■ INSTRUCCIONES A SEGUIR: Por favor, devuelve sin cambios cada línea de los ítems de abajo que contenga la palabra "document".

▬▬▬▬▬▬

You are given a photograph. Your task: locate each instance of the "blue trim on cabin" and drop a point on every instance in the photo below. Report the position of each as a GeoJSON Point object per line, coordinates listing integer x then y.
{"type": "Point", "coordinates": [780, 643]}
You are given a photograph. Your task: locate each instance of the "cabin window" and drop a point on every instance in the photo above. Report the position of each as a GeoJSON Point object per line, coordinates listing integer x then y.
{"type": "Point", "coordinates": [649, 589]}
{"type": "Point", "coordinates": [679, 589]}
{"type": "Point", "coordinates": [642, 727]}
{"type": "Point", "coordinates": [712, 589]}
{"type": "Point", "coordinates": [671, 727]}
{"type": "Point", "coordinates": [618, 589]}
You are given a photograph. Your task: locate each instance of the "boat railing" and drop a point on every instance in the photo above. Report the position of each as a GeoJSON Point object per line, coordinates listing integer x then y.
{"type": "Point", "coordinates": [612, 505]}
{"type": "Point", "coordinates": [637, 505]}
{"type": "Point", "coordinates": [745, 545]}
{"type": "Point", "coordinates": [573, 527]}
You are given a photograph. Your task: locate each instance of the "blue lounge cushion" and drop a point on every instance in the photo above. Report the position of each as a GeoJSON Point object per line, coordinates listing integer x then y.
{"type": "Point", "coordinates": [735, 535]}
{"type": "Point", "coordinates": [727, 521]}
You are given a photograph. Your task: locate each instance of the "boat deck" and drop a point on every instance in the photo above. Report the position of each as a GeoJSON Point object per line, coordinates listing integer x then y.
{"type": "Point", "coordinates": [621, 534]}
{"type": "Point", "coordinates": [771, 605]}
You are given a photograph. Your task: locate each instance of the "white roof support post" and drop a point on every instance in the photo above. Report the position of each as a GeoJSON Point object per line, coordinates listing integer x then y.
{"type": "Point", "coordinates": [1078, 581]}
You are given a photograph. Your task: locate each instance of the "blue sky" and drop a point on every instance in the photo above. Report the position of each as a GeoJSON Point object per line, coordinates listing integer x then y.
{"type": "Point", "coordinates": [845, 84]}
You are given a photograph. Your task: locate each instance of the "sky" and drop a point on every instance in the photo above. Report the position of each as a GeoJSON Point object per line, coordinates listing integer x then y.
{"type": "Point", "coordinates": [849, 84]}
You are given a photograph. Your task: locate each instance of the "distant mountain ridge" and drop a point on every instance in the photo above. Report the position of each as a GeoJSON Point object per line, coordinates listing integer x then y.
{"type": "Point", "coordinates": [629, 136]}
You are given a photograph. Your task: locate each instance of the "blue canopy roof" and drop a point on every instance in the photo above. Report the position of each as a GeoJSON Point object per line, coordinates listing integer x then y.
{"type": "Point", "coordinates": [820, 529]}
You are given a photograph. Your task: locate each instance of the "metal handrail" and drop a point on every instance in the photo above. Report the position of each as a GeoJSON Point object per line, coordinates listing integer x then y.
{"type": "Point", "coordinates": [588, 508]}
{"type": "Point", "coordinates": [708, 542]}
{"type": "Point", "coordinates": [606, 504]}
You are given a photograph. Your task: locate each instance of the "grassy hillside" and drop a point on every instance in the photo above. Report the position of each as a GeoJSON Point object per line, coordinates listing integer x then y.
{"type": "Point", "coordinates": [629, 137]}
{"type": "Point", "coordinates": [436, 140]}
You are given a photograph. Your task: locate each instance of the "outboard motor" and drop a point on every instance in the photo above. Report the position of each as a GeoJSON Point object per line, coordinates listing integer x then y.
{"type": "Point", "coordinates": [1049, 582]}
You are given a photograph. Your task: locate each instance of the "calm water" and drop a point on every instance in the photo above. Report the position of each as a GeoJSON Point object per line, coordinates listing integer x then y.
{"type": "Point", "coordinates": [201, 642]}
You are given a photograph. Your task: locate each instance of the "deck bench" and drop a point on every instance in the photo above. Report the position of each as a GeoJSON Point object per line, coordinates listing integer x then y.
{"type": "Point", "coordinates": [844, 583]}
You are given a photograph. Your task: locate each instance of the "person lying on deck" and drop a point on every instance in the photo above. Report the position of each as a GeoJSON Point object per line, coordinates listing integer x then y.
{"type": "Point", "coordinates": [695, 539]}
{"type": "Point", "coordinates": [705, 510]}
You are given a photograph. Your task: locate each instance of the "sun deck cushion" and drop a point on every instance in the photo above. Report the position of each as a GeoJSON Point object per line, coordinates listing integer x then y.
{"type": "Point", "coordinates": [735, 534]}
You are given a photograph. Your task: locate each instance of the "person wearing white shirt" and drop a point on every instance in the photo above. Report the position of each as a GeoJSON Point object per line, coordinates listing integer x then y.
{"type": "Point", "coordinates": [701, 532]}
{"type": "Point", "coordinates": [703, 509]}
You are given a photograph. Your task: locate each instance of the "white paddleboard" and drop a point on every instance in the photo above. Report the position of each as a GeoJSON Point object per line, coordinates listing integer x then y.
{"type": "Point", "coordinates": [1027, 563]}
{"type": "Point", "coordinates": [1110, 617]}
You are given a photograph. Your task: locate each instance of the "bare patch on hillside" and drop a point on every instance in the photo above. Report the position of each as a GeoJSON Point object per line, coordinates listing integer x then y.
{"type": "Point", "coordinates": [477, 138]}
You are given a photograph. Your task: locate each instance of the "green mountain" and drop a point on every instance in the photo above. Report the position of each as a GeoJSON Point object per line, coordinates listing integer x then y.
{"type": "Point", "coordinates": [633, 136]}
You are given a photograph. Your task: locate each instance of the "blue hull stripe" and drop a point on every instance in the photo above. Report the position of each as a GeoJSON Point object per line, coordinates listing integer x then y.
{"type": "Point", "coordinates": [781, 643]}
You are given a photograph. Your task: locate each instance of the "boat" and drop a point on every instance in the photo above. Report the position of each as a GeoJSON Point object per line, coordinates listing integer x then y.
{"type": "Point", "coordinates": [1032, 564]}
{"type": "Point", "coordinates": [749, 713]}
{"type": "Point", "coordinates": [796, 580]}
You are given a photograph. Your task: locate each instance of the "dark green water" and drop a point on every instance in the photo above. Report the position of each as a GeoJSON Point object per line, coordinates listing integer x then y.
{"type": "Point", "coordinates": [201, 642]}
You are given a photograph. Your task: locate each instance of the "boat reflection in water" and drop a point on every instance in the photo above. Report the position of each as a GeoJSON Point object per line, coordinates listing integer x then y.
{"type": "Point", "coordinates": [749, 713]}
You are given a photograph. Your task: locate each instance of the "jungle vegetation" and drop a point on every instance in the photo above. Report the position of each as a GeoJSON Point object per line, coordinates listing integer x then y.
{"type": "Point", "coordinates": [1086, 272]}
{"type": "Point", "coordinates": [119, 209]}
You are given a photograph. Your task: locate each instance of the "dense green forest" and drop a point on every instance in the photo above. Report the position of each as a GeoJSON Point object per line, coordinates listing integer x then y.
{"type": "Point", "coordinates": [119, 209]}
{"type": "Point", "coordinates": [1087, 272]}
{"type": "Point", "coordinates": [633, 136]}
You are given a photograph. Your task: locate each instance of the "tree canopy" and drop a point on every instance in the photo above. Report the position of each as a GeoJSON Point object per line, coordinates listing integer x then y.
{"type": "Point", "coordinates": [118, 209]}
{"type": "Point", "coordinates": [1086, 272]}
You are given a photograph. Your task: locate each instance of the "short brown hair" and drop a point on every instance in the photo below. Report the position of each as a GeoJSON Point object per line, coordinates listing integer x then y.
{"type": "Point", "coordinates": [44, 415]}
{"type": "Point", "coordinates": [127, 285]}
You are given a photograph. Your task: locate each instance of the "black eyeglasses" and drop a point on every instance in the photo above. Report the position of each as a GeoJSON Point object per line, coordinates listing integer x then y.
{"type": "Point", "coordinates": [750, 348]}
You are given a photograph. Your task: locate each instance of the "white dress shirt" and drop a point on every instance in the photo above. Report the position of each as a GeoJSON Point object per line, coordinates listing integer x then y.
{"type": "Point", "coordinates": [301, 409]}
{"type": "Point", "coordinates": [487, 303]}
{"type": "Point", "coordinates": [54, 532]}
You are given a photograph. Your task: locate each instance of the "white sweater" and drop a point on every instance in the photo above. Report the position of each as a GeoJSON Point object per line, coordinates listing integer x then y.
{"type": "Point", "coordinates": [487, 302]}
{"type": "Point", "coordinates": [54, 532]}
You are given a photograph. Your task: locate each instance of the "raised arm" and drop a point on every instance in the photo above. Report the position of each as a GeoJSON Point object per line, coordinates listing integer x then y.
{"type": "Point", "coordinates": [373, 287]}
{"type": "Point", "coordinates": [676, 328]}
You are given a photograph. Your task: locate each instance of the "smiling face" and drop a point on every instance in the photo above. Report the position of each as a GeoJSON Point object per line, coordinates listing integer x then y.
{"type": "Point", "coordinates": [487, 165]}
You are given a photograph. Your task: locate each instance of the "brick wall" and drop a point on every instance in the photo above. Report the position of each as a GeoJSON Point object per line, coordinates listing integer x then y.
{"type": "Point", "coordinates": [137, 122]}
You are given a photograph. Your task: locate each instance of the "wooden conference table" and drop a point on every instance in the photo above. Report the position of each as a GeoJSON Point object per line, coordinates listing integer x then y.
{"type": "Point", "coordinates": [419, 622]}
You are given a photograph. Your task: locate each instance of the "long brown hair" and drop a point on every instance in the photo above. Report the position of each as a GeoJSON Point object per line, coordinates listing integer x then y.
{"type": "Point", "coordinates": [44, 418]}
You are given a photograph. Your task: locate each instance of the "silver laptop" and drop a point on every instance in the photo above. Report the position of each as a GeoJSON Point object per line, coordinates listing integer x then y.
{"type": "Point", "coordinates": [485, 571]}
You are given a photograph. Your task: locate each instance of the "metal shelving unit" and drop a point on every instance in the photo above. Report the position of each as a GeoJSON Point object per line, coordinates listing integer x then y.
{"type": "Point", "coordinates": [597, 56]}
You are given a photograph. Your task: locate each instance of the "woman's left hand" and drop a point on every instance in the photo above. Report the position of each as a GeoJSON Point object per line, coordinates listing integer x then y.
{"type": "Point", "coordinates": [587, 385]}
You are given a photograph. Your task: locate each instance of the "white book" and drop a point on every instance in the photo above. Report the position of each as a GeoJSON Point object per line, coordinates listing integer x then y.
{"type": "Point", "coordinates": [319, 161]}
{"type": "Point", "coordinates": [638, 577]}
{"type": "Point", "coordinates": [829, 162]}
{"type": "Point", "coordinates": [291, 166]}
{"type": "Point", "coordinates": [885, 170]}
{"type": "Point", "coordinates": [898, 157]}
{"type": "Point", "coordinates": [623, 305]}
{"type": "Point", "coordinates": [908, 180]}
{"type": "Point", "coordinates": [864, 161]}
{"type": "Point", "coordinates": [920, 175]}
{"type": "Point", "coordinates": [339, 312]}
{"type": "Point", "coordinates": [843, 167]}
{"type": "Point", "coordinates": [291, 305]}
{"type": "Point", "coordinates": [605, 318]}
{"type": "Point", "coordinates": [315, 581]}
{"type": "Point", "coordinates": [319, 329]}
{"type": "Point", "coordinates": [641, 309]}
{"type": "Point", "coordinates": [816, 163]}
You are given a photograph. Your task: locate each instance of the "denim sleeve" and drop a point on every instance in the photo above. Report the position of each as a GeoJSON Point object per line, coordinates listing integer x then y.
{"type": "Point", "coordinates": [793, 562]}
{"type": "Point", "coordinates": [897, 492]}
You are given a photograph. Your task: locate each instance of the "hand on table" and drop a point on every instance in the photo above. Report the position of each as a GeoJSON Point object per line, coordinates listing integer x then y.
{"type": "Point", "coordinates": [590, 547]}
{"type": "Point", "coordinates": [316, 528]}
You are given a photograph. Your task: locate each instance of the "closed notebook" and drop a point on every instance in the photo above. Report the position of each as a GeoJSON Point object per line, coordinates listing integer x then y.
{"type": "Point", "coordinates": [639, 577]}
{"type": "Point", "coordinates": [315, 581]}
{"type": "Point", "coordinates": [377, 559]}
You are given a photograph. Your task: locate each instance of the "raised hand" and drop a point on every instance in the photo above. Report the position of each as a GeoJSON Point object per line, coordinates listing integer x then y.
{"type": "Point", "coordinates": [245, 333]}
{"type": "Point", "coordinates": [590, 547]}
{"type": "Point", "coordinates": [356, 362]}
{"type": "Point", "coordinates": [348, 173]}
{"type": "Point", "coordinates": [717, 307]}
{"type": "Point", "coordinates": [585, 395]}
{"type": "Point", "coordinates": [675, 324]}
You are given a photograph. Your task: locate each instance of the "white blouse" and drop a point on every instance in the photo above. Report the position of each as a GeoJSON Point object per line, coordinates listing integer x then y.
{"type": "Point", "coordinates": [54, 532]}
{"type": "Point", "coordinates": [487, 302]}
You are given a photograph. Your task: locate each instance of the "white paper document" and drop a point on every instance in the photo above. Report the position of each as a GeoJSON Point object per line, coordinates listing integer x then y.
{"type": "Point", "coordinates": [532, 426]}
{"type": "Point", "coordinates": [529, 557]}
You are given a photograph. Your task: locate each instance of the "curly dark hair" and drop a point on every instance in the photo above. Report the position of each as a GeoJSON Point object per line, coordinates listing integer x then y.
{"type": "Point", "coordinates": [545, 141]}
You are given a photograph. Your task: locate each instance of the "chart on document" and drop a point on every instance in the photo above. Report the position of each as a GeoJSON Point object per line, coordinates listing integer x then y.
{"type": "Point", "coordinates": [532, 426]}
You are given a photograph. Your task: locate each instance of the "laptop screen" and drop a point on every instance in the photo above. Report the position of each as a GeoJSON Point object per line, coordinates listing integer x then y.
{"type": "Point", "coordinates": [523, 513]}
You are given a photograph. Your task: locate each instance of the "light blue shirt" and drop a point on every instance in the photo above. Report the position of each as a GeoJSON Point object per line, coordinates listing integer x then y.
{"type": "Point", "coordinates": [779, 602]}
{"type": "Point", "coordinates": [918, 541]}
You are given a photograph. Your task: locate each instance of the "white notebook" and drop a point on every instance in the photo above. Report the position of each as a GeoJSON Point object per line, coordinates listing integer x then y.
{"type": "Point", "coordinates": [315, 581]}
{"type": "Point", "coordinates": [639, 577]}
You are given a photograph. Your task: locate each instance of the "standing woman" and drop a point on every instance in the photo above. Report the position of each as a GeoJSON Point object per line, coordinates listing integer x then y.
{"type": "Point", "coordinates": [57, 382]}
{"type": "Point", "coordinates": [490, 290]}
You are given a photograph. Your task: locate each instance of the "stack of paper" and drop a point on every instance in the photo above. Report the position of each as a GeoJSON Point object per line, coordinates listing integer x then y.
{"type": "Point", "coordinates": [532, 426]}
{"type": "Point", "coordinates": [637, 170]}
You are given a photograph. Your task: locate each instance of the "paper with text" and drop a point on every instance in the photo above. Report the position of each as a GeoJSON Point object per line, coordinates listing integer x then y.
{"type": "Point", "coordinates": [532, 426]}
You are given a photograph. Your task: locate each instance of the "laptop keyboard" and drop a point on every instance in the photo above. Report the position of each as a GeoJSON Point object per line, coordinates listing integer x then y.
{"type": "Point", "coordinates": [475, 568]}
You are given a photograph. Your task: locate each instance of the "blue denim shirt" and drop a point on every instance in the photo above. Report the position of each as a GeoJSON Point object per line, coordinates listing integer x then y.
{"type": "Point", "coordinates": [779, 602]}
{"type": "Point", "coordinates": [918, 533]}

▬▬▬▬▬▬

■ RESPUESTA:
You are given a photograph. Your task: locate each instance of the "white paper document" and drop a point on every instance in the photo above. Report the position of each as a GeoJSON Point object per line, coordinates listing integer x then y.
You are given a photograph. Your task: locate each instance of the "chart on document" and drop a point on every instance in the photo above. Report the position of each as a GeoJSON Point object per line, coordinates listing integer x then y.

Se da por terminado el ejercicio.